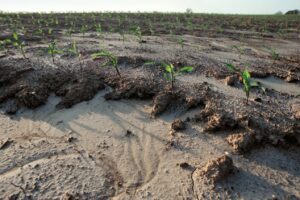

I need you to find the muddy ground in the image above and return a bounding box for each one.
[0,15,300,199]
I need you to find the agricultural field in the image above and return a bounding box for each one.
[0,12,300,200]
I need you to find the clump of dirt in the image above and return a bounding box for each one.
[193,155,234,185]
[204,113,237,132]
[105,76,159,100]
[56,74,105,108]
[15,85,50,108]
[171,119,186,131]
[291,102,300,120]
[226,132,256,153]
[224,75,238,86]
[151,91,176,116]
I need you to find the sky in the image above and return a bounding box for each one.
[0,0,300,14]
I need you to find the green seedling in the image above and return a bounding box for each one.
[226,64,265,104]
[119,30,126,44]
[134,26,143,42]
[92,50,121,77]
[95,24,102,37]
[0,39,11,53]
[12,32,26,59]
[80,25,87,38]
[177,36,184,50]
[162,63,194,89]
[68,41,82,71]
[47,41,63,63]
[232,45,245,59]
[242,69,251,104]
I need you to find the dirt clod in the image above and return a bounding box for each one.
[204,113,237,132]
[151,92,173,116]
[226,133,256,152]
[171,119,186,131]
[195,155,234,184]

--------------------------------------------------

Goal of the exercise: Lay out the items as a Markdown table with columns Row and Content, starting with the line containing "I need you to find the sky" and going on through the last line of the items. Give each line its own numbered row, and leave out blank lines.

Result of this exercise:
| Row | Content |
|---|---|
| 1 | I need you to find the sky in the image above and return a bounding box for each one. |
| 2 | [0,0,300,14] |
| 3 | I need you to find the green seedling in the image above and return a bounding box for each one. |
| 4 | [226,64,265,104] |
| 5 | [119,30,126,44] |
| 6 | [134,26,143,42] |
| 7 | [92,50,121,77] |
| 8 | [95,24,102,37] |
| 9 | [0,39,11,53] |
| 10 | [12,32,26,59] |
| 11 | [80,25,87,38] |
| 12 | [177,36,184,50] |
| 13 | [162,63,194,89] |
| 14 | [68,41,82,71] |
| 15 | [47,41,63,63] |
| 16 | [232,45,245,59] |
| 17 | [242,69,251,104] |
| 18 | I need you to find the dirt clod in the image above and return a bounding box for each one. |
| 19 | [204,113,237,132] |
| 20 | [151,92,173,116] |
| 21 | [226,133,256,152] |
| 22 | [171,119,186,131] |
| 23 | [195,155,234,184] |